EXERCISE INSTRUCTIONS — Pick out every line of the entries below where "forested" occurs, and copy those lines.
┌────────
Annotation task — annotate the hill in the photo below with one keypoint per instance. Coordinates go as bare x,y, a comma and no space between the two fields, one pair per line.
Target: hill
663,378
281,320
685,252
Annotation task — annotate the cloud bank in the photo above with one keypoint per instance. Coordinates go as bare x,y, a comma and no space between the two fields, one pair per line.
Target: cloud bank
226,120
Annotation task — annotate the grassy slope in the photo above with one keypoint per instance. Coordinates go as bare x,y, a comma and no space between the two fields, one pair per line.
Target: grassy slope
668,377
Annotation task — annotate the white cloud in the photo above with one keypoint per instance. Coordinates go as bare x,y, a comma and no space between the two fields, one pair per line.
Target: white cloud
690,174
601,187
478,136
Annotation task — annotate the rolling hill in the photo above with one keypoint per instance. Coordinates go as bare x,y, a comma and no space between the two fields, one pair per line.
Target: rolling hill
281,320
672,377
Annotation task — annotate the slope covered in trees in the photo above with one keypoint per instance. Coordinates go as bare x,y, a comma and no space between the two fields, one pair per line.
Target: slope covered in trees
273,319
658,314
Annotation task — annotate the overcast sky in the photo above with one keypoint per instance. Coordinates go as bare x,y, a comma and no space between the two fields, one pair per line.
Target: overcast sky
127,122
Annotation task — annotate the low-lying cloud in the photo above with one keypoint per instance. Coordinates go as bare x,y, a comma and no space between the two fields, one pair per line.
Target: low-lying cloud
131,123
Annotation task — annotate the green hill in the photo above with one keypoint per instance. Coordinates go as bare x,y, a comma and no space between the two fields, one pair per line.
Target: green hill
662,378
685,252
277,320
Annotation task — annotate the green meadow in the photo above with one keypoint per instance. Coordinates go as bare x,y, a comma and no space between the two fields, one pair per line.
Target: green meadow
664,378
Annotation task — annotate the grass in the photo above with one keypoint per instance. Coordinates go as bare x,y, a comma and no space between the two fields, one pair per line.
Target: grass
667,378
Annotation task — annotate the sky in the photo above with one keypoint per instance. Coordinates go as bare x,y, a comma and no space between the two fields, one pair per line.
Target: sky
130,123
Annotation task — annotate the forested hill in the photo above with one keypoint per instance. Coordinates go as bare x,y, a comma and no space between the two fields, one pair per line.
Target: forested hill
└────────
EXERCISE ANSWER —
Annotation task — annotate the forested hill in the photo above with one keypoint per instance. Coordinates go as bare x,y, a comma and no space between the two fields, one pair per line.
Target: forested hill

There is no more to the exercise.